[Collected data]
=======
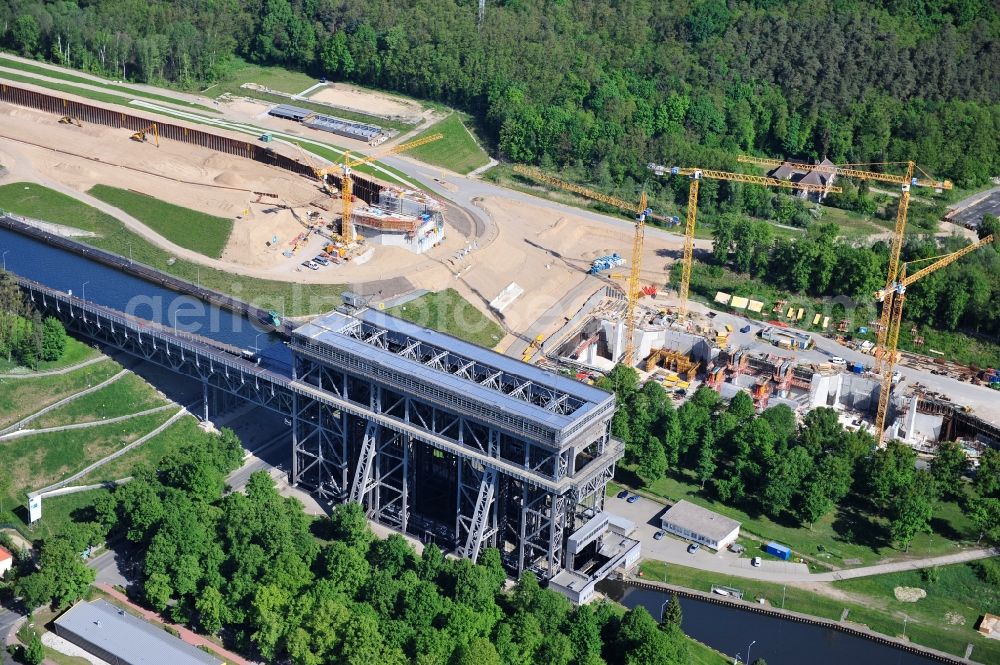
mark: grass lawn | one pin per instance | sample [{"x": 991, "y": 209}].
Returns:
[
  {"x": 22, "y": 397},
  {"x": 871, "y": 602},
  {"x": 283, "y": 80},
  {"x": 129, "y": 394},
  {"x": 75, "y": 352},
  {"x": 287, "y": 297},
  {"x": 449, "y": 312},
  {"x": 457, "y": 151},
  {"x": 205, "y": 234},
  {"x": 846, "y": 533},
  {"x": 183, "y": 431},
  {"x": 73, "y": 78},
  {"x": 42, "y": 459}
]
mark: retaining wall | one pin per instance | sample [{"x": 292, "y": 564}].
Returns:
[{"x": 364, "y": 188}]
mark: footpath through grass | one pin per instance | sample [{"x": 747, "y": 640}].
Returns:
[
  {"x": 182, "y": 432},
  {"x": 449, "y": 312},
  {"x": 63, "y": 75},
  {"x": 20, "y": 398},
  {"x": 76, "y": 352},
  {"x": 191, "y": 229},
  {"x": 846, "y": 537},
  {"x": 458, "y": 151},
  {"x": 289, "y": 298},
  {"x": 129, "y": 394},
  {"x": 944, "y": 620}
]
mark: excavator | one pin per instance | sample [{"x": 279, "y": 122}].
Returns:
[{"x": 140, "y": 135}]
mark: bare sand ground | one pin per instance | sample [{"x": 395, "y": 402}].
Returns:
[{"x": 366, "y": 101}]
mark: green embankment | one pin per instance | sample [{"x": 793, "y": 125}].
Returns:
[
  {"x": 129, "y": 394},
  {"x": 846, "y": 534},
  {"x": 73, "y": 78},
  {"x": 20, "y": 398},
  {"x": 76, "y": 352},
  {"x": 457, "y": 151},
  {"x": 449, "y": 312},
  {"x": 289, "y": 298},
  {"x": 944, "y": 620},
  {"x": 205, "y": 234}
]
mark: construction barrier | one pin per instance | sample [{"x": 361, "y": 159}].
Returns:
[{"x": 364, "y": 188}]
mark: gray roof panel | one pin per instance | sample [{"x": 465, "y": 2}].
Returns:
[{"x": 130, "y": 639}]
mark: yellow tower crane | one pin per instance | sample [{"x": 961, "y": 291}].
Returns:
[
  {"x": 696, "y": 176},
  {"x": 904, "y": 181},
  {"x": 641, "y": 212},
  {"x": 892, "y": 300},
  {"x": 346, "y": 169}
]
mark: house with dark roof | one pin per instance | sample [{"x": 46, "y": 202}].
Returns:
[
  {"x": 823, "y": 177},
  {"x": 118, "y": 638}
]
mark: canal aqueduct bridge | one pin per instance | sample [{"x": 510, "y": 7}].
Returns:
[{"x": 434, "y": 436}]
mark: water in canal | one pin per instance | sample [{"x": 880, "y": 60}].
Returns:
[
  {"x": 778, "y": 641},
  {"x": 100, "y": 284}
]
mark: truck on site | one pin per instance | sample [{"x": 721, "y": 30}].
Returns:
[
  {"x": 602, "y": 263},
  {"x": 778, "y": 550}
]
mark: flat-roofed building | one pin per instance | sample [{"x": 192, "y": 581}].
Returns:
[
  {"x": 701, "y": 525},
  {"x": 117, "y": 637}
]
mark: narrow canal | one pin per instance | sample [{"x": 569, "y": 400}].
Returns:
[
  {"x": 778, "y": 641},
  {"x": 726, "y": 629},
  {"x": 97, "y": 283}
]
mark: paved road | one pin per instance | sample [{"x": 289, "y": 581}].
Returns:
[
  {"x": 645, "y": 513},
  {"x": 973, "y": 208}
]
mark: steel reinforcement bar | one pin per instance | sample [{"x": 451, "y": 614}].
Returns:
[{"x": 363, "y": 187}]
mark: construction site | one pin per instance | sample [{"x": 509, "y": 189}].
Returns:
[{"x": 572, "y": 292}]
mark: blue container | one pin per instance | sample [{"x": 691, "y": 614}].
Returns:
[{"x": 779, "y": 551}]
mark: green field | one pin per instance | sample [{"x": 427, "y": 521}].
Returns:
[
  {"x": 128, "y": 395},
  {"x": 63, "y": 75},
  {"x": 449, "y": 312},
  {"x": 457, "y": 151},
  {"x": 183, "y": 431},
  {"x": 943, "y": 620},
  {"x": 205, "y": 234},
  {"x": 76, "y": 352},
  {"x": 289, "y": 298},
  {"x": 843, "y": 534},
  {"x": 20, "y": 398}
]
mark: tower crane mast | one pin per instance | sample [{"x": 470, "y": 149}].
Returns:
[
  {"x": 904, "y": 182},
  {"x": 696, "y": 176},
  {"x": 641, "y": 212},
  {"x": 892, "y": 301}
]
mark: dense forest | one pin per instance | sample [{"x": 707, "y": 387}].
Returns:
[
  {"x": 279, "y": 586},
  {"x": 794, "y": 473},
  {"x": 600, "y": 86}
]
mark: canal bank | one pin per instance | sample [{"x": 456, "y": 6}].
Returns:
[{"x": 781, "y": 637}]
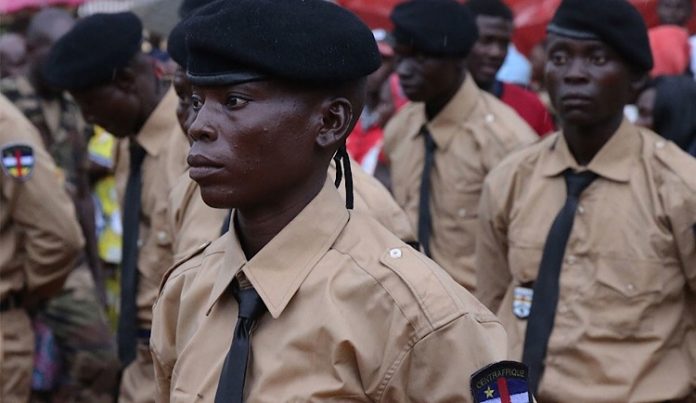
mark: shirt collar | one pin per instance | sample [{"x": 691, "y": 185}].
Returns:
[
  {"x": 614, "y": 161},
  {"x": 278, "y": 270},
  {"x": 446, "y": 124},
  {"x": 159, "y": 126}
]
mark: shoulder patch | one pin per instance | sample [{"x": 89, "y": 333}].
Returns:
[
  {"x": 501, "y": 382},
  {"x": 17, "y": 161}
]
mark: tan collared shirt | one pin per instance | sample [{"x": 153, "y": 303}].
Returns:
[
  {"x": 40, "y": 238},
  {"x": 354, "y": 314},
  {"x": 472, "y": 133},
  {"x": 192, "y": 221},
  {"x": 372, "y": 198},
  {"x": 165, "y": 145},
  {"x": 630, "y": 263}
]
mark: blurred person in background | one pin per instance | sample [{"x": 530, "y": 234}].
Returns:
=======
Work item: Type out the data above again exactly as written, minus the images.

Task solution:
mark: grass lawn | one pin per instance | sample [{"x": 991, "y": 209}].
Returns:
[
  {"x": 22, "y": 397},
  {"x": 871, "y": 602},
  {"x": 283, "y": 80},
  {"x": 129, "y": 394},
  {"x": 75, "y": 352},
  {"x": 287, "y": 297},
  {"x": 449, "y": 312},
  {"x": 457, "y": 151},
  {"x": 205, "y": 234},
  {"x": 846, "y": 533},
  {"x": 183, "y": 431},
  {"x": 73, "y": 78},
  {"x": 42, "y": 459}
]
mark: retaining wall | one pin per instance | sample [{"x": 292, "y": 564}].
Returns:
[{"x": 364, "y": 188}]
mark: footpath through grass | one pin per instance | sample [{"x": 747, "y": 640}].
Returns:
[
  {"x": 182, "y": 432},
  {"x": 449, "y": 312},
  {"x": 63, "y": 75},
  {"x": 20, "y": 398},
  {"x": 76, "y": 352},
  {"x": 191, "y": 229},
  {"x": 846, "y": 537},
  {"x": 458, "y": 151},
  {"x": 289, "y": 298},
  {"x": 129, "y": 394},
  {"x": 944, "y": 620}
]
mark: excavator | one pin per instance | sample [{"x": 279, "y": 122}].
Returns:
[{"x": 140, "y": 135}]
mark: bare sand ground | one pin per instance | sample [{"x": 395, "y": 402}].
Returns:
[{"x": 366, "y": 101}]
mark: green embankment | one pin per instance | sample [{"x": 793, "y": 125}].
Returns:
[
  {"x": 129, "y": 394},
  {"x": 846, "y": 534},
  {"x": 73, "y": 78},
  {"x": 20, "y": 398},
  {"x": 76, "y": 352},
  {"x": 457, "y": 151},
  {"x": 449, "y": 312},
  {"x": 289, "y": 298},
  {"x": 944, "y": 620},
  {"x": 205, "y": 234}
]
mark: construction barrier | one pin per instance | sample [{"x": 361, "y": 159}].
Returns:
[{"x": 364, "y": 188}]
mark: gray roof panel | one pin per instance | sample [{"x": 465, "y": 2}].
Returns:
[{"x": 130, "y": 639}]
mark: yellow tower crane | one pin per instance | sample [{"x": 961, "y": 291}].
Returns:
[
  {"x": 696, "y": 176},
  {"x": 904, "y": 181},
  {"x": 641, "y": 212},
  {"x": 892, "y": 300},
  {"x": 346, "y": 169}
]
mark: house with dark roof | one pin per instance | sample [{"x": 46, "y": 202}].
Returns:
[
  {"x": 823, "y": 177},
  {"x": 118, "y": 638}
]
mark: canal aqueduct bridge | one pin per instance | sample [{"x": 510, "y": 7}].
Returns:
[{"x": 434, "y": 436}]
mark: water in canal | one pin per instance | sample [{"x": 880, "y": 60}].
Returns:
[
  {"x": 778, "y": 641},
  {"x": 100, "y": 284}
]
mark: truck on site | one pin per instance | sample [{"x": 721, "y": 30}].
Returns:
[
  {"x": 602, "y": 263},
  {"x": 778, "y": 550}
]
mark: flat-roofed building | one pin per instance | sample [{"x": 192, "y": 581}].
Returns:
[
  {"x": 701, "y": 525},
  {"x": 117, "y": 637}
]
mark: narrow canal | one pin per instance | sample [{"x": 569, "y": 400}].
Returns:
[
  {"x": 778, "y": 641},
  {"x": 726, "y": 629},
  {"x": 97, "y": 283}
]
mark: paved road | one pin per instance | sample [{"x": 289, "y": 581}].
Returns:
[
  {"x": 645, "y": 513},
  {"x": 973, "y": 208}
]
mark: steel reinforcement bar | one pin per instance | sample [{"x": 451, "y": 614}].
Returns:
[{"x": 363, "y": 187}]
mark: construction site | one pin per instance | sample [{"x": 509, "y": 189}].
Returns:
[{"x": 572, "y": 292}]
mark: blue container | one pin per instance | sample [{"x": 691, "y": 614}].
Returns:
[{"x": 779, "y": 551}]
mark: green field | one pin per instance | sample [{"x": 427, "y": 521}].
Returns:
[
  {"x": 128, "y": 395},
  {"x": 63, "y": 75},
  {"x": 449, "y": 312},
  {"x": 457, "y": 151},
  {"x": 183, "y": 431},
  {"x": 943, "y": 620},
  {"x": 205, "y": 234},
  {"x": 76, "y": 352},
  {"x": 289, "y": 298},
  {"x": 843, "y": 534},
  {"x": 20, "y": 398}
]
mark: tower crane mast | one pin per instance | sample [{"x": 470, "y": 149}].
Returns:
[
  {"x": 904, "y": 182},
  {"x": 696, "y": 176},
  {"x": 641, "y": 212},
  {"x": 892, "y": 301}
]
mark: dense forest | one pin per instance | sample [{"x": 707, "y": 387}].
Returns:
[
  {"x": 279, "y": 586},
  {"x": 794, "y": 473},
  {"x": 600, "y": 86}
]
mark: canal bank | one pin per instance | sample [{"x": 456, "y": 6}].
Returns:
[{"x": 781, "y": 637}]
mark: shirt collar | one pin per instance | sample [{"x": 691, "y": 185}].
Returns:
[
  {"x": 614, "y": 161},
  {"x": 278, "y": 270},
  {"x": 446, "y": 124},
  {"x": 159, "y": 126}
]
mark: shoulder patch | one pin per instance | sample [{"x": 89, "y": 333}].
Returns:
[
  {"x": 501, "y": 382},
  {"x": 17, "y": 161}
]
mark: tan collared shirt | one pin per instance | sample [{"x": 153, "y": 303}].
Returns:
[
  {"x": 40, "y": 238},
  {"x": 354, "y": 314},
  {"x": 472, "y": 133},
  {"x": 192, "y": 221},
  {"x": 372, "y": 198},
  {"x": 165, "y": 145},
  {"x": 630, "y": 263}
]
mark: blurred person in background | one pin per instance | sample [{"x": 530, "y": 234}].
Returns:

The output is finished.